*** 本文
遺言書はもちろん自身で書くこともできます。

 
もっとも、その要件は法定されております。

 要件を満たさないと、相続開始後いざ遺言書を使って手続きしようとしても、形式的に無効とされてしまいます。

 
そこで、自身で遺言書を書く際の要件、注意点を解説します。
 

1、自分で書く遺言書(自筆証書遺言書)


 自分で書く遺言書は、自筆証書遺言といいます。

 もちろん、このような遺言書にも
法的効力が認められます。

 
ただし、要件が法定されています。

 また、相続開始後遺言を使用して手続きを行う場合、
法務局での保管制度を利用していた時を除いて、検認という手続きも必要となります。

 
検認という手続きは、申立人が亡くなられた方の住所の家庭裁判所に出向いて行わなくてはならないため、面倒だとか、仰々しい等思われる方もいらっしゃいます。

2、自筆証書遺言の要件


 自筆証書遺言は、形式的な要件が法定されており、法的効力を有するためには要件を全て満たす必要があります。

 
要件としては、

 
①    全文自著

 
②    氏名の記入

 
③    日付の記入

 
④    印を押すこと

 
があります。

 これらの①~④を満たさなければ、当該遺言書は形式的に無効となります。

 
① 全文自著 についてですが、2019年の相続法改正により、財産の一覧表である財産目録については、全て自著しなくてもよくなりました。

 パソコン等で作成することも可能です。

 
ただし、その場合であっても、当該財産目録の全てのページに遺言者が署名・押印しなければなりません。

 
② 氏名の記入 について、遺言者自身の氏名を記入しなければなりません。

 
③ 日付の記入 について、遺言書を作成した特定の日付を記入しなければなりません。

 「●月吉日」の
ように、特定できないものは通常認められません。

 
④ 印を押すこと    について、遺言者の印を押さなければなりません。

 実印はもちろん、認印でも
認められます。

 もっとも、花印の遺言書が無効であると判断した最高裁判所の判例がありま
す。

 封筒に遺言書があり封がされており、その封がされている部分に印がなされていた場合、
認められたことがあります。

 
単純に記載では要件を満たしていないように見えても、遺言書の制度趣旨は遺言者の最終意思の尊重ですので、文書や保存方式から特定が可能でしたら、②~④は認められる余地があります。
******
*** 提供記録
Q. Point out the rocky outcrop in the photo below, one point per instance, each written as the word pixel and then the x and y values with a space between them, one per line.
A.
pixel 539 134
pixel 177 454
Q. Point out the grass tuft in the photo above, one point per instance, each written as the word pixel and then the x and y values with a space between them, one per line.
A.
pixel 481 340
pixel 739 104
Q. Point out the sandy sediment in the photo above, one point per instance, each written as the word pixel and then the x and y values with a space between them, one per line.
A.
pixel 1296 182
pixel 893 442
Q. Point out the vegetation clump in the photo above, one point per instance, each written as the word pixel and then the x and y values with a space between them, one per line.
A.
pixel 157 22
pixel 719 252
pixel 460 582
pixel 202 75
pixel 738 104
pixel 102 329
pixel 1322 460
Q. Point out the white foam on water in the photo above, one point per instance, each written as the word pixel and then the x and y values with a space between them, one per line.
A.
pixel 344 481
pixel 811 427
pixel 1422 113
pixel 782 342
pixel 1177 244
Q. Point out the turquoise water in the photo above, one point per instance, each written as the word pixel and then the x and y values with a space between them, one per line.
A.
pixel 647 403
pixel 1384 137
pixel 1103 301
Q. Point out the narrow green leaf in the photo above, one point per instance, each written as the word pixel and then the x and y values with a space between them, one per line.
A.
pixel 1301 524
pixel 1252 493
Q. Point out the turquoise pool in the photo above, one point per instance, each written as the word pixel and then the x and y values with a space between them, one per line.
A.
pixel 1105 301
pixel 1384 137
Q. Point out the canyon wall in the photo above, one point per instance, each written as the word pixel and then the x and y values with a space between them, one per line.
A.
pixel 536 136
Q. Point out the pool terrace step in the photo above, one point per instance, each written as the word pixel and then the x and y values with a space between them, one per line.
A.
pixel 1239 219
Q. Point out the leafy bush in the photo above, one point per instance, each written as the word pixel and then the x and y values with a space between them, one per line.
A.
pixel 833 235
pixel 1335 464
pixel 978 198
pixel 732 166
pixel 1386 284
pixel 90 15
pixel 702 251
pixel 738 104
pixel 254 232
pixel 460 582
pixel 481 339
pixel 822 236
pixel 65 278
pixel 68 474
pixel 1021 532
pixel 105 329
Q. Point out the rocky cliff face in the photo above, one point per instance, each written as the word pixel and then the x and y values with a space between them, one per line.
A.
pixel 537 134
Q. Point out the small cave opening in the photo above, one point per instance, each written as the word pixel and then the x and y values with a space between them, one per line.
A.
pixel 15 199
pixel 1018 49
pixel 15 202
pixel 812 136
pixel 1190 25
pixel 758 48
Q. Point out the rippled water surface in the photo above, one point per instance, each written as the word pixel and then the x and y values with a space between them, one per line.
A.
******
**課題 1:**
本文に基づいて次の問いに答えてください。
(a) 自分で書く遺言書は何と呼ばれますか。
(b) 2019年の相続法改正により、全て自著しなくてもよくなったのは何ですか。
(c) 検認の手続きは、申立人がどこに出向いて行わなければなりませんか。
**課題 2:** 本文のうち「④ 印を押すこと    について、遺言者の印を押さなければなりません。」で始まり「は認められる余地があります。」で終わる部分を、「封筒」を「封書」に置き換えて書き直してください。
**課題 3:** 自筆証書遺言の要件を解説する本文を、最後の文の後から書き継いでください。
記録はここでは一切使いません。

**回答 1:**
(a) 自筆証書遺言
(b) 財産の一覧表である財産目録
(c) 亡くなられた方の住所の家庭裁判所

**回答 2:**
④ 印を押すこと    について、遺言者の印を押さなければなりません。

 実印はもちろん、認印でも
認められます。

 もっとも、花印の遺言書が無効であると判断した最高裁判所の判例がありま
す。

 封書に遺言書があり封がされており、その封がされている部分に印がなされていた場合、
認められたことがあります。

 
単純に記載では要件を満たしていないように見えても、遺言書の制度趣旨は遺言者の最終意思の尊重ですので、文書や保存方式から特定が可能でしたら、②~④は認められる余地があります。

**回答 3:**
3、遺言書の表現に注意


 自筆証書遺言は、遺言者自身が書くものですので、実に様々な記載があります。

 
以下、法的効力の有無の判断がつきにくい表現を紹介します。

解釈が困難な表現


 「私の死後のことは一切長男に任せる」といった記載のことです。

 
「死後のこと」を「任せる」とはどのような意味でしょうか?

 
葬儀等について任せるのか、財産の配分を任せるのか、全財産を相続させることなのか、財産を全て長男に渡したいのならば、「私は、私に属する一切の財産を、●●●●(昭和〇〇年〇月〇日生)に相続させる」などと明記してください。

相続後の相続についての表現


 「私の不動産を妻に相続させ、その後妻の死後は長女に相続させる」といった記載のことです。

 
確かに遺言書は自身の財産の行先を指定することができますが、それは1代限りです。妻に渡った不動産をどうするかは妻の自由なため、「その後妻の死後は長女に相続させる」という部分は無効となります。

異なる解釈が生じる可能性のある表現


 「私の家は次女に相続させる」といった記載のことです。

 
「家」とは通常建物を指しますが、その建物の建っている土地も遺言者が所有している場合、土地も次女に相続させる趣旨でしょうか。

 この文言だと異なった解釈が生じ得ます。

 
不動産についても、具体的に特定しておくことが望ましいです。

 不動産の情報は、全て
当該不動産の謄本(全部事項証明書)に記載されていますので、遺言書にそのまま書き写しましょう。

4、最終的な有効無効はどのように判断されるか


 ある自筆証書遺言が法的に有効か無効かを判断するのは誰でしょうか?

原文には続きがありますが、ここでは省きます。